▶ Passage given
+ + + + +

This follows the lines of the x86 speculative fault handling code,
but with some minor arch differences such as the way that the
access_pkey_error case is handled

Signed-off-by: Michel Lespinasse <michel@xxxxxxxxxxxxxx>
---
 arch/powerpc/mm/fault.c | 65 +++++++++++++++++++++++++++++++++++++++++
 1 file changed, 65 insertions(+)

diff --git a/arch/powerpc/mm/fault.c b/arch/powerpc/mm/fault.c
index bb368257b55c..d7c820751a58 100644
--- a/arch/powerpc/mm/fault.c
+++ b/arch/powerpc/mm/fault.c
@@ -398,6 +398,10 @@ static int ___do_page_fault(struct pt_regs *regs, unsigned long address,
 	int is_write = page_fault_is_write(error_code);
 	vm_fault_t fault, major = 0;
 	bool kprobe_fault = kprobe_page_fault(regs, 11);
+#ifdef CONFIG_SPECULATIVE_PAGE_FAULT
+	struct vm_area_struct pvma;
+	unsigned long seq;
+#endif
 
 	if (unlikely(debugger_fault_handler(regs) || kprobe_fault))
 		return 0;
@@ -450,6 +454,64 @@ static int ___do_page_fault(struct pt_regs *regs, unsigned long address,
 	if (is_exec)

+ + + + +

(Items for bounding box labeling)
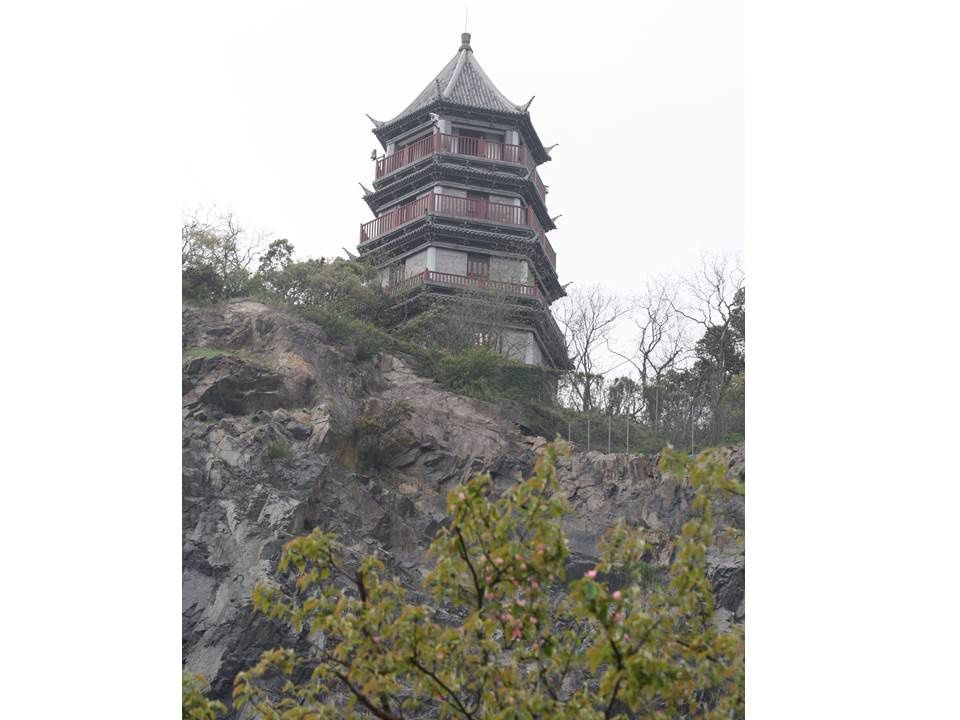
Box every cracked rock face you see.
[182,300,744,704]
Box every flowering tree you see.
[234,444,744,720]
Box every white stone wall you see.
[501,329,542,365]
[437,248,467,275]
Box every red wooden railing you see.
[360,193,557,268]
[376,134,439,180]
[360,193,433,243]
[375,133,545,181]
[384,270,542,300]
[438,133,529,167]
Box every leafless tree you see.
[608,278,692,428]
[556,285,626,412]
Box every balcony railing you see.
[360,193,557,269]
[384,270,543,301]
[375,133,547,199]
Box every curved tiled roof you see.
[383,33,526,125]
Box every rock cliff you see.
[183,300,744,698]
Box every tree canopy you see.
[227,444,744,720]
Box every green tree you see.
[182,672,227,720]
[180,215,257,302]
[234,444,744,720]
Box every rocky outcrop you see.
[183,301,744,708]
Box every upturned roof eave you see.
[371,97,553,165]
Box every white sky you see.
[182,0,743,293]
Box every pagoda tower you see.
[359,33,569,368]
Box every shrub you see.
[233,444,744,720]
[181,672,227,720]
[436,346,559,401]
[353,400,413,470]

+ + + + +

▶ Job
Decide whether each statement agrees with the patch excerpt, answering yes or no and quoting the words of the excerpt that settle it. 1. The patch changes a single file. 2. The new variables pvma and seq are declared only when CONFIG_SPECULATIVE_PAGE_FAULT is defined. 3. The code copies the x86 speculative fault handling with no differences at all. The items play no part in the work on this page.

▶ Answer below
1. Yes: "1 file changed, 65 insertions(+)"
2. Yes: "#ifdef CONFIG_SPECULATIVE_PAGE_FAULT"
3. No: "but with some minor arch differences"